Collected data:
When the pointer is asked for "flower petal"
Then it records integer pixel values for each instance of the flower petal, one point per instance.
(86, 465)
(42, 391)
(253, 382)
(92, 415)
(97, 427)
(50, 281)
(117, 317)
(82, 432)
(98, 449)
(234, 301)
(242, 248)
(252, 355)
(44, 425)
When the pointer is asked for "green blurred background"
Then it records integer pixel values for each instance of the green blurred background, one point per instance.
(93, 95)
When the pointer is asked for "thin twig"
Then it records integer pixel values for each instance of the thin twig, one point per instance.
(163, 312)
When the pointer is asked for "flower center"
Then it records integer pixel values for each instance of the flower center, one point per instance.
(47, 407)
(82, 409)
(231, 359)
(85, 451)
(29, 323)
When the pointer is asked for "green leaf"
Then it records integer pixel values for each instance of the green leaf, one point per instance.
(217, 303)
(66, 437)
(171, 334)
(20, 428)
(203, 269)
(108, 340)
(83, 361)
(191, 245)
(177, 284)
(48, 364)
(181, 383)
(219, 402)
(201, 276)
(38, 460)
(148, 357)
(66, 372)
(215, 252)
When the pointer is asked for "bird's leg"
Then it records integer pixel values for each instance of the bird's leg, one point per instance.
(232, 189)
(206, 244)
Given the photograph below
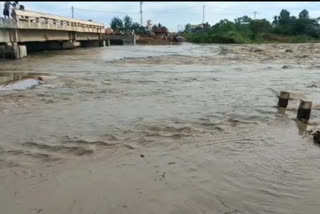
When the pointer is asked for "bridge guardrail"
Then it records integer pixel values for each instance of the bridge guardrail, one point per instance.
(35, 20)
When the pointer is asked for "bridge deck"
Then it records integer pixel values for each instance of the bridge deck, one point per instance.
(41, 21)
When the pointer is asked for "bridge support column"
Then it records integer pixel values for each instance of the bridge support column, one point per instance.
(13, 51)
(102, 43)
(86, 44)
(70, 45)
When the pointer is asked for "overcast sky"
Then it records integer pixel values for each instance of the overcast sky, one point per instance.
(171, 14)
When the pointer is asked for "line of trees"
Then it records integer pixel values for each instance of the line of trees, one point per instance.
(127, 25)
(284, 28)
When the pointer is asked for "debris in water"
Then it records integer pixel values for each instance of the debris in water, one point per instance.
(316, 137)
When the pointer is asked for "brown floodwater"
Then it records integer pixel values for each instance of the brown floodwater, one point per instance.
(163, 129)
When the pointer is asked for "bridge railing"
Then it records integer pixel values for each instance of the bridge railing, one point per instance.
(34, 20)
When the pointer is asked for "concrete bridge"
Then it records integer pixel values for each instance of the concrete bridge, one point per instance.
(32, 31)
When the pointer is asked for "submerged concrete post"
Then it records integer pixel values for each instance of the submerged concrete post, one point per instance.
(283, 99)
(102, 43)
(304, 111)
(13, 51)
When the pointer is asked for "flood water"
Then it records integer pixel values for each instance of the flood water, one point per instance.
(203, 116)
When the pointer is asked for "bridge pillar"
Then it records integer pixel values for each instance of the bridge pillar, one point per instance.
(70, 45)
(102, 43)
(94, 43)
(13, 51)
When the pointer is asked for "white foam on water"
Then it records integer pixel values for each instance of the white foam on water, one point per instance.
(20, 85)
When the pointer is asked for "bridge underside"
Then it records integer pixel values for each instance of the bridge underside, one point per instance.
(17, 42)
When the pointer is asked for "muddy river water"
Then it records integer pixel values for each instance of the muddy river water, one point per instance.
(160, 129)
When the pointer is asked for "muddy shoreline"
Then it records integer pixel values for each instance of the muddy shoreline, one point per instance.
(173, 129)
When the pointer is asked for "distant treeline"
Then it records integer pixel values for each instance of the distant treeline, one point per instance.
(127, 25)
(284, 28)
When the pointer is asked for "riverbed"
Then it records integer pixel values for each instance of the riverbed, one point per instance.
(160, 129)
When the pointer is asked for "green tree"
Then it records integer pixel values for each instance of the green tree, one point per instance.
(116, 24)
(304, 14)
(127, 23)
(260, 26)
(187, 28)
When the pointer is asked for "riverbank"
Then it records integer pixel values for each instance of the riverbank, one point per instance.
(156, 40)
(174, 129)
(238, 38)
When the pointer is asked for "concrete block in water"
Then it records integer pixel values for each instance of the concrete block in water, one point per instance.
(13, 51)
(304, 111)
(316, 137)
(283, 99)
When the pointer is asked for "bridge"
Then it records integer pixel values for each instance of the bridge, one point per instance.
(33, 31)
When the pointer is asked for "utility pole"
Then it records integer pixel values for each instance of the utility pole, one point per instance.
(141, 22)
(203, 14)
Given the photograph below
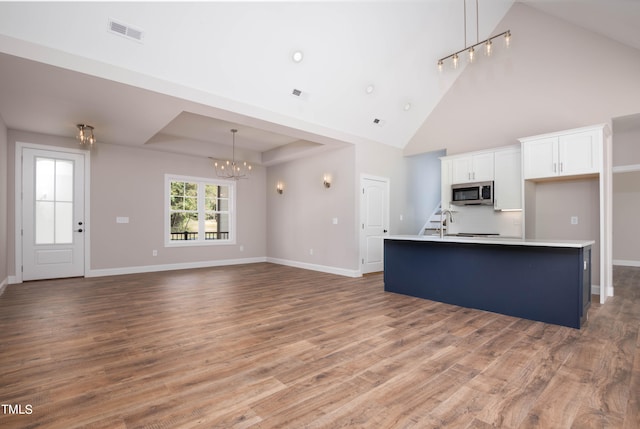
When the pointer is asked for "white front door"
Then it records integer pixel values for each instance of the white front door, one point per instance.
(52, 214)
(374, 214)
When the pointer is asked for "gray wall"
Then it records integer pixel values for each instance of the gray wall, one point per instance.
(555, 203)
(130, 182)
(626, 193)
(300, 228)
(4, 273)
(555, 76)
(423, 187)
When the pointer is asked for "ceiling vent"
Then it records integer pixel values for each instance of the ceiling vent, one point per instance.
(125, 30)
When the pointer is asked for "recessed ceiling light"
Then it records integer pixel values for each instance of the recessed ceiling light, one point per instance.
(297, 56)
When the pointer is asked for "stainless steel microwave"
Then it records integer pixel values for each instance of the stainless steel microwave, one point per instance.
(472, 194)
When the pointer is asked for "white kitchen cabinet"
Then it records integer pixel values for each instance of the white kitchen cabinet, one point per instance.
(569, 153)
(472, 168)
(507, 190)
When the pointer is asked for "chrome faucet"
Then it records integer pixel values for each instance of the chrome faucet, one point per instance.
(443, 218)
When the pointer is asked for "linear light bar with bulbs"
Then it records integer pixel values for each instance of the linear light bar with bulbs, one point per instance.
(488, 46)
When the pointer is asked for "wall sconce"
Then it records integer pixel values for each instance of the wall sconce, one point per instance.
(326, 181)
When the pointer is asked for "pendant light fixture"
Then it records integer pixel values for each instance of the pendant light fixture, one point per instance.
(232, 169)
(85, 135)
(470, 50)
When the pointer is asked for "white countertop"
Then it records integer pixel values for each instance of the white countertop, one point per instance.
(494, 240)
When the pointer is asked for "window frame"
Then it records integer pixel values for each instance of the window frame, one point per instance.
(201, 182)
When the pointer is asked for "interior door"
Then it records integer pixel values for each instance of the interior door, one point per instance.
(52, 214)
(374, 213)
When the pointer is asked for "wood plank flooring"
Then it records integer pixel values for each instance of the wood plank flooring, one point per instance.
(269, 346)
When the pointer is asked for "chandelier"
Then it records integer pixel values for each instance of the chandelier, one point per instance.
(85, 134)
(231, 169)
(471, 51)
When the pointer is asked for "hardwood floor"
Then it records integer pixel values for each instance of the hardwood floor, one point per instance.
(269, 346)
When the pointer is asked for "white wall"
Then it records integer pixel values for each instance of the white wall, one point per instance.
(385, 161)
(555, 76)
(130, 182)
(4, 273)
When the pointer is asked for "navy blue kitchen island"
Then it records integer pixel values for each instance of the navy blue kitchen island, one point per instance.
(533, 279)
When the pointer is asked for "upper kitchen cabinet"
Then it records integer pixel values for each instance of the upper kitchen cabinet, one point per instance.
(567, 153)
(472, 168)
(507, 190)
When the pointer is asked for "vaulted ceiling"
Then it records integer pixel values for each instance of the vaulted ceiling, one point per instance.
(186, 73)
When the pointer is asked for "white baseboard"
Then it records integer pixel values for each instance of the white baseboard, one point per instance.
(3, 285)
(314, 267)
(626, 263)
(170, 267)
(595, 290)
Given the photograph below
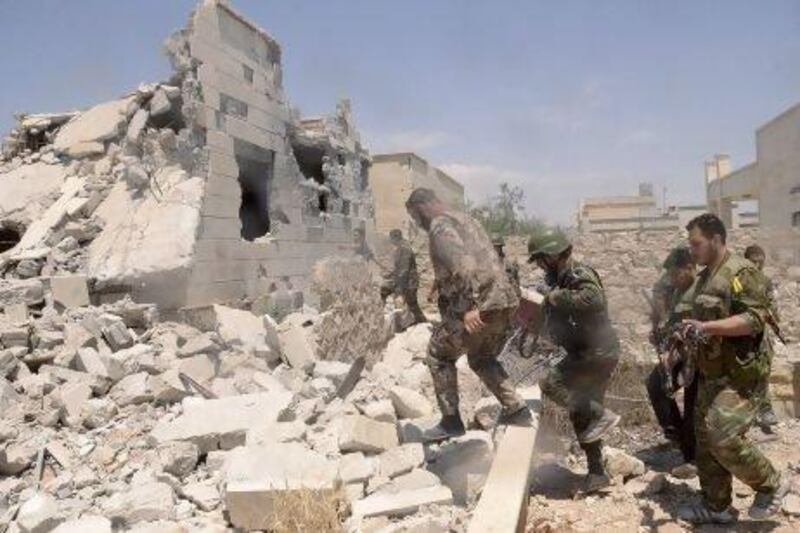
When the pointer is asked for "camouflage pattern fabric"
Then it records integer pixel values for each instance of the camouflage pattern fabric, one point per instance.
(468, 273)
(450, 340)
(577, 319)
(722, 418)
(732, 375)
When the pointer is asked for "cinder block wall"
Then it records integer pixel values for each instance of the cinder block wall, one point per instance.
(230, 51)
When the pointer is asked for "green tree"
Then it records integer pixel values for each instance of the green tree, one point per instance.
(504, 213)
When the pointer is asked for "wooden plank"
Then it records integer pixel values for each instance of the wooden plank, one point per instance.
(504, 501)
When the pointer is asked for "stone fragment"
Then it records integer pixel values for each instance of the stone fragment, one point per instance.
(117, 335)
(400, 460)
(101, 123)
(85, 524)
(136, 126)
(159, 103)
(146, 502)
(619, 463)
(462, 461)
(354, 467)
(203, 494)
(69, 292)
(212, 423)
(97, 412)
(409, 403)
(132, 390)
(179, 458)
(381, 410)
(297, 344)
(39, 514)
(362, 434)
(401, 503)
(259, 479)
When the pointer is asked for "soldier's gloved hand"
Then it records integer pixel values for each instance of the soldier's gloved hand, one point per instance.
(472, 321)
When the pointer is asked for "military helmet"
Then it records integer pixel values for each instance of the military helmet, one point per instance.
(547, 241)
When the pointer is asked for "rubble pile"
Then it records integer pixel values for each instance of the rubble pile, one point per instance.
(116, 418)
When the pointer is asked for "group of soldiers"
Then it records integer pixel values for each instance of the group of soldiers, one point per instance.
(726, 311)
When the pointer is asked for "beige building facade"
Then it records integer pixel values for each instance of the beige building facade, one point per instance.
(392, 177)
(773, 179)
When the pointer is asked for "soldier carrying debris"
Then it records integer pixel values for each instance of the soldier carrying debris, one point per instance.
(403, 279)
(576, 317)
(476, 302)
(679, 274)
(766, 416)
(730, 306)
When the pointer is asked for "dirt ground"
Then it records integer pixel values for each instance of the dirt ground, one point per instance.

== Goal ==
Show each line of the material above that contains the string "riverbed", in full. Case matters, so count only matches with the same uppercase and lowercase letters.

== The output ==
When the pointer is asked for "riverbed"
Then it records integer pixel values for each instance of the riverbed, one point per instance.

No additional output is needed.